**Instructions for the task:**
The data below is to be transcribed word for word; pictures are to be excluded.

**Source data:**
§

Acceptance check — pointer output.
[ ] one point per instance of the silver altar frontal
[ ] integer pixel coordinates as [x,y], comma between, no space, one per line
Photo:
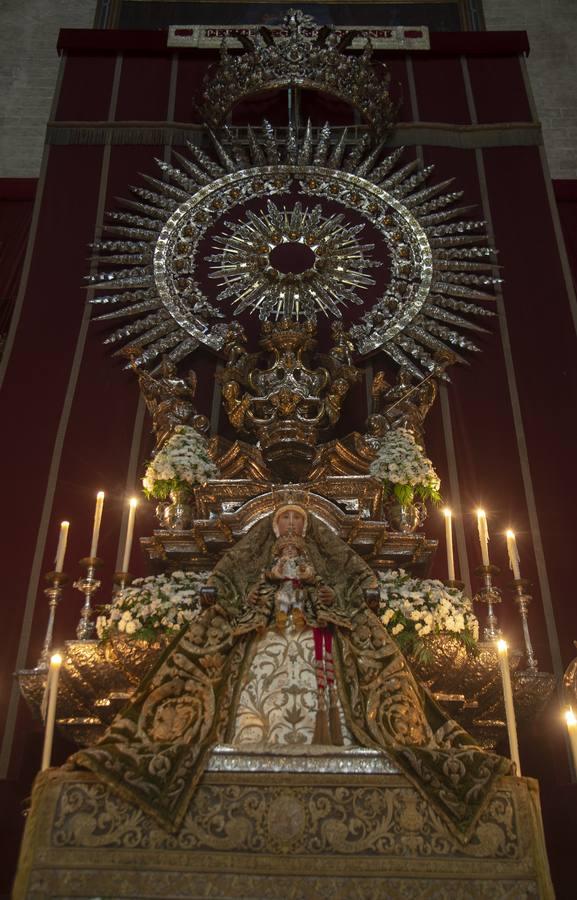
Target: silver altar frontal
[281,824]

§

**Result of the task:**
Acceptance check — pointer output.
[ ] one point per instance of the silver altar frontal
[ ] integer pixel coordinates as [x,y], comma between, no space, one per line
Photo:
Target: silver altar frontal
[281,824]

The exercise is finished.